-- BEGIN --

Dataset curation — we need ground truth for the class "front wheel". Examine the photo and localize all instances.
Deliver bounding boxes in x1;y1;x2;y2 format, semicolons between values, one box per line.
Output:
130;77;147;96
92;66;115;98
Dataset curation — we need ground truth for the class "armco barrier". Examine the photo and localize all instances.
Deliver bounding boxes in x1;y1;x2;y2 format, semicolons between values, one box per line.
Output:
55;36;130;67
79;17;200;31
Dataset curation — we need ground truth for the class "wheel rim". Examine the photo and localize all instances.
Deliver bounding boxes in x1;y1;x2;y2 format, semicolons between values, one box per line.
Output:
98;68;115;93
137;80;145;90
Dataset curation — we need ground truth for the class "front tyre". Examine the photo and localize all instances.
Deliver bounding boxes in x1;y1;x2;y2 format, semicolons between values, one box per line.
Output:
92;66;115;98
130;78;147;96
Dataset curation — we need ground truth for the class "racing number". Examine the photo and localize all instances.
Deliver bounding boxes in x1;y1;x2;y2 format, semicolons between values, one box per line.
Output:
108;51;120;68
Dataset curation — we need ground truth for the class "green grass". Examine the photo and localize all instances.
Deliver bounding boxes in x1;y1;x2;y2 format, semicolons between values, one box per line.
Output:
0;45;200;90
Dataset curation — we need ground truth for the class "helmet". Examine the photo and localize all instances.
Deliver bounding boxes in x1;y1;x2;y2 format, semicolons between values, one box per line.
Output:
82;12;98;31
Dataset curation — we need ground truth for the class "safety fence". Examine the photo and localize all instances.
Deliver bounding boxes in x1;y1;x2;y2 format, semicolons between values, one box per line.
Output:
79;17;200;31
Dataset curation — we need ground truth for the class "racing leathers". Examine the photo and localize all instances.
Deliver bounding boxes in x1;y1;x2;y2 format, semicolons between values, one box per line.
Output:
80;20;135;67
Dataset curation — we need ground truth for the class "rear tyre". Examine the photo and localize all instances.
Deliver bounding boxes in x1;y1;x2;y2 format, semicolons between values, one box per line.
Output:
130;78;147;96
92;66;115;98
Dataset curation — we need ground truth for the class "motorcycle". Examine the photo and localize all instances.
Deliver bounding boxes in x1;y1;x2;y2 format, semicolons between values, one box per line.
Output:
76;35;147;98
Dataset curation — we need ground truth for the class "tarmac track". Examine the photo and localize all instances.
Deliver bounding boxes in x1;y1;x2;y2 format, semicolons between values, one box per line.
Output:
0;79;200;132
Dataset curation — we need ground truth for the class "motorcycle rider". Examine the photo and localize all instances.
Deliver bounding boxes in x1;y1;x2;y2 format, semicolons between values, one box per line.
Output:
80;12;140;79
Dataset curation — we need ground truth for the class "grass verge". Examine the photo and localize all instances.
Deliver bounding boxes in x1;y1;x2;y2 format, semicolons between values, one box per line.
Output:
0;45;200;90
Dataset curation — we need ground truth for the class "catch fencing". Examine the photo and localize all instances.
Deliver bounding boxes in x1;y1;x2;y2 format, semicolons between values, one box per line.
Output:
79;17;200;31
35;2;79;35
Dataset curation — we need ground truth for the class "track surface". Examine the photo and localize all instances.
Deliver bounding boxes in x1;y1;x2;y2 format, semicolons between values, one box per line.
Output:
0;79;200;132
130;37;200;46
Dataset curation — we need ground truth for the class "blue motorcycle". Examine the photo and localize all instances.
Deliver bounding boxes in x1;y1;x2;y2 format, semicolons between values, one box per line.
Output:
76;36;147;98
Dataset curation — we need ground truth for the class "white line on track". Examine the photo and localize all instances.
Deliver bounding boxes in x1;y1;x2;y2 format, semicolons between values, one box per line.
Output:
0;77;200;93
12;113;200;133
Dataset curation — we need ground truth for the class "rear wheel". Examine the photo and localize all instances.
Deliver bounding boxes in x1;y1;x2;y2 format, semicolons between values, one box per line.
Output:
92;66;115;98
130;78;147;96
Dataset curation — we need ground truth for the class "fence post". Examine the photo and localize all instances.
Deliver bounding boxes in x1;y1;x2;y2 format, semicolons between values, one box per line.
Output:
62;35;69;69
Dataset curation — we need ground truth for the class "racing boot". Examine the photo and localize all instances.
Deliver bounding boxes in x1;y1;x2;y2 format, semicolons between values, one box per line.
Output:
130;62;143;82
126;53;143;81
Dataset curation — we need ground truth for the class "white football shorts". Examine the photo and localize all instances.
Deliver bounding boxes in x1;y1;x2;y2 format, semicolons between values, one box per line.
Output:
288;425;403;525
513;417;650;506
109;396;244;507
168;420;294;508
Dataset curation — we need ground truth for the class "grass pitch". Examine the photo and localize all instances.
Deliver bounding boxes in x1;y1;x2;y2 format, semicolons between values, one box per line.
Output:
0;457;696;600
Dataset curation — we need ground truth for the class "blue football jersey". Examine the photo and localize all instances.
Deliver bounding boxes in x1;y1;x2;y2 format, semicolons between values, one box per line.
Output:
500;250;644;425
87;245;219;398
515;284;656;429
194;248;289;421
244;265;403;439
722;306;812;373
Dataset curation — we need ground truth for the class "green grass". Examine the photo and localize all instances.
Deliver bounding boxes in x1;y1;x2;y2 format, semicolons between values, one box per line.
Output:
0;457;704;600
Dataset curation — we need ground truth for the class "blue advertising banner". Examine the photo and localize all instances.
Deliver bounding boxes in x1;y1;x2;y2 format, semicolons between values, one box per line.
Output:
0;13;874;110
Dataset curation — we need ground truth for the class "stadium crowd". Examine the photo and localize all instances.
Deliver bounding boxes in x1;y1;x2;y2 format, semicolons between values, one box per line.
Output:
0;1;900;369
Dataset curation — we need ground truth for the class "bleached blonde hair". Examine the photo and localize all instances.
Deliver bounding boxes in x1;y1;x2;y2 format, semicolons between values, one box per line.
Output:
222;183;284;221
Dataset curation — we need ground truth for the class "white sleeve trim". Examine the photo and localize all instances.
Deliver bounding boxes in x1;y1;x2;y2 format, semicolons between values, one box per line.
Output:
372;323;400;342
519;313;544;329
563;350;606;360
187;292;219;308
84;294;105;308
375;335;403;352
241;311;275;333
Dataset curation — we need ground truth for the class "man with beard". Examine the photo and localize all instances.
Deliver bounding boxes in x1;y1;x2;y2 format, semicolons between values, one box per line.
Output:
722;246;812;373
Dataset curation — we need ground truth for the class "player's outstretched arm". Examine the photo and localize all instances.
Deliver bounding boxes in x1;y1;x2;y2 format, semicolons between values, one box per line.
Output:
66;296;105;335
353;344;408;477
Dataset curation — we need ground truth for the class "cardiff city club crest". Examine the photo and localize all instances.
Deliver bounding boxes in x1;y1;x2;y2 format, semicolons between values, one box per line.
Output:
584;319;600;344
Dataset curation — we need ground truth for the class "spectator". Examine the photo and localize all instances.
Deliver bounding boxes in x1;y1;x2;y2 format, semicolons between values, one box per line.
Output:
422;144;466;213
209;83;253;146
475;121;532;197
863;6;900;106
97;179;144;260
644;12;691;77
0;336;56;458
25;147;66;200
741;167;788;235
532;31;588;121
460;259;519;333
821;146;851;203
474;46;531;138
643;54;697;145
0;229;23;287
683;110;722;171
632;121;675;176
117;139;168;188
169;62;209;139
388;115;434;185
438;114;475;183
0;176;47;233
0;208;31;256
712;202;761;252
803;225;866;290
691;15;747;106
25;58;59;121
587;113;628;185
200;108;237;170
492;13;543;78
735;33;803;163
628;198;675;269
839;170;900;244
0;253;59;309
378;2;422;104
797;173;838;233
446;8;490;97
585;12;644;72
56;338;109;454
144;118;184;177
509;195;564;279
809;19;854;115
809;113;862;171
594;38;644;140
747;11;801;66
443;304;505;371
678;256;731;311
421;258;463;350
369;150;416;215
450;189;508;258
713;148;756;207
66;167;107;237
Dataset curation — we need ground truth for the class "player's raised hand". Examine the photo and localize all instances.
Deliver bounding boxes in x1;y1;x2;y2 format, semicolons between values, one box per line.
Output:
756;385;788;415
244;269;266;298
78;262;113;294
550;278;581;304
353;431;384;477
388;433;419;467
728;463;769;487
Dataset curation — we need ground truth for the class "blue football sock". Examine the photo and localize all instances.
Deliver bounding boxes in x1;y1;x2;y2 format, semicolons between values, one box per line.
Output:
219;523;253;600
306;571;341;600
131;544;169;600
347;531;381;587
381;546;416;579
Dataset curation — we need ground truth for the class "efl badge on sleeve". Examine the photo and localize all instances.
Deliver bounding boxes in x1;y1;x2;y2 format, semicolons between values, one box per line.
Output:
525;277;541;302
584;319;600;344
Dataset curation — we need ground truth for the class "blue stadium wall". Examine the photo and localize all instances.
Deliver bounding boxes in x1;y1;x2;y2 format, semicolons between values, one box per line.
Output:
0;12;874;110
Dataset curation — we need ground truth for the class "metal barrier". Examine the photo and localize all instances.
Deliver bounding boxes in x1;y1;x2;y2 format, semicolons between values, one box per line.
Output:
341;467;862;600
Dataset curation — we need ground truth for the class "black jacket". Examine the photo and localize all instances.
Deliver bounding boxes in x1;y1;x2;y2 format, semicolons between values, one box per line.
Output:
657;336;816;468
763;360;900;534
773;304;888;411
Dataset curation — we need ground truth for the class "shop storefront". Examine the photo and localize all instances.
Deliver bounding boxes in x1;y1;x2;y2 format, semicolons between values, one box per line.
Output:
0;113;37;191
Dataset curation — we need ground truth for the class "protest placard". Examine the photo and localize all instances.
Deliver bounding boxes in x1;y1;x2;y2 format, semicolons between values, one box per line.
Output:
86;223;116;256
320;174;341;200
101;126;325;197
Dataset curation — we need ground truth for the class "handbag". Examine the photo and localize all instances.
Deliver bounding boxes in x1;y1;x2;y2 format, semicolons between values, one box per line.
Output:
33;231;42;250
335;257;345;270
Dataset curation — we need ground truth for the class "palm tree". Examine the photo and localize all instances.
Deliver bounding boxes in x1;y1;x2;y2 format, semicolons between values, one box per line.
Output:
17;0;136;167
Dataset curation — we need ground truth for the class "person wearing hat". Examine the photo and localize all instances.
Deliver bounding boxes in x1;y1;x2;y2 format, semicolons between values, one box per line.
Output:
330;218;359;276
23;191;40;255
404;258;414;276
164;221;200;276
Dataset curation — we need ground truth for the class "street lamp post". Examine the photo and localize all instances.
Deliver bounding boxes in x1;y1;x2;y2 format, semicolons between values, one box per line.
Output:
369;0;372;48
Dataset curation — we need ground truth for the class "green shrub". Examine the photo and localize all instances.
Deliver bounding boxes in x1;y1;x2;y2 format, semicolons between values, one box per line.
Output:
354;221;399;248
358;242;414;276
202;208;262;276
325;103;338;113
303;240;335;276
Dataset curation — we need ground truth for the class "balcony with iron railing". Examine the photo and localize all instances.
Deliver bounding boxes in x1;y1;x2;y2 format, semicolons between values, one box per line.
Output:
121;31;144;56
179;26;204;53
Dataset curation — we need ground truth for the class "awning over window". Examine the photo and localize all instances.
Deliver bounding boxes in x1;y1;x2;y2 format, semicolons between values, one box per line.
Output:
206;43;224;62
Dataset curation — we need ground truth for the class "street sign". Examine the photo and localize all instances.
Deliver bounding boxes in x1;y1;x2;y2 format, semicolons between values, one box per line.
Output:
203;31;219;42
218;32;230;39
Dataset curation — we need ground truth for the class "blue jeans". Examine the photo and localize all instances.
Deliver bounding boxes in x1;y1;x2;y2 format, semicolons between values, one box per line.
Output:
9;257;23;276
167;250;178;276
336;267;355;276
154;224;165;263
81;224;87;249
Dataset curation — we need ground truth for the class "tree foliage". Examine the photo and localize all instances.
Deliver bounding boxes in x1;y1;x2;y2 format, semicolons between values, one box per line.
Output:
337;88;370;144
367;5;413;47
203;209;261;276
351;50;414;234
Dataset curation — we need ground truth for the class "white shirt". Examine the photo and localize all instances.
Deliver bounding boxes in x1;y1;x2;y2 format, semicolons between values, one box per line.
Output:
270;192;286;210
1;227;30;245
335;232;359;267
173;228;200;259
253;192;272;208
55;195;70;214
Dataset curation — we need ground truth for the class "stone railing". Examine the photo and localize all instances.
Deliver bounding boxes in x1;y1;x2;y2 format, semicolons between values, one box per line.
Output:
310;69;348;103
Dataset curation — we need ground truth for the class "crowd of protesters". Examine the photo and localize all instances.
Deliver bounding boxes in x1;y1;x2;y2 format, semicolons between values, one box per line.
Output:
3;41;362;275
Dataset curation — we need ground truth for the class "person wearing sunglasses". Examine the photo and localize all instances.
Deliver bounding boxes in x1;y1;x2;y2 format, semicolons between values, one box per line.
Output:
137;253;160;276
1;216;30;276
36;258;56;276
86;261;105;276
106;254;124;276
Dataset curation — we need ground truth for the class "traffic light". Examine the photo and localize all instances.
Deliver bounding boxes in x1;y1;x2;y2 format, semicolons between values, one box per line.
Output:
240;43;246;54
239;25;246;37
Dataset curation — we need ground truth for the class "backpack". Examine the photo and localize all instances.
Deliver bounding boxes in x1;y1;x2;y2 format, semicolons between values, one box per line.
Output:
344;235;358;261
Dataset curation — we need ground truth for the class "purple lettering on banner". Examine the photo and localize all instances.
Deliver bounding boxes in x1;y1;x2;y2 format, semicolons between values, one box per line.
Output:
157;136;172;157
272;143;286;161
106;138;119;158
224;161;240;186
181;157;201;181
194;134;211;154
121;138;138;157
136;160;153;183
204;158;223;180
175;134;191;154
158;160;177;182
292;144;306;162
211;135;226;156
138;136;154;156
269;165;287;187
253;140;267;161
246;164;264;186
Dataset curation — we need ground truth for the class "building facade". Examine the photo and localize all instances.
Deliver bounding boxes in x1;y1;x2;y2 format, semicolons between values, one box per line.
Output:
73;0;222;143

-- END --

Exercise objective -
Rewrite the lines above as a numbered list without blank lines. Begin at the very first line and stop after the line that contains "137;80;145;90".

Written response -
1. Dataset curation — we need ground truth for the class "front wheel". Examine the photo and localize all instances.
2. Deliver bounding boxes in x1;y1;x2;y2 format, semicolons between values, one box per line.
3. Output:
4. 130;77;147;96
5. 92;66;115;98
6. Dataset curation — we need ground truth for the class "armco barrier". Examine the photo and localize all instances.
7. Deliver bounding boxes in x1;y1;x2;y2 format, semicolons between values, one box per line.
8. Output:
9. 55;36;130;67
10. 79;17;200;31
11. Dataset curation — we need ground truth for the class "wheel rim". Examine the photo and localize all instances.
12. Deliver bounding boxes in x1;y1;x2;y2 format, semicolons between values, one box per line.
13. Output:
14. 98;68;115;93
15. 137;80;145;90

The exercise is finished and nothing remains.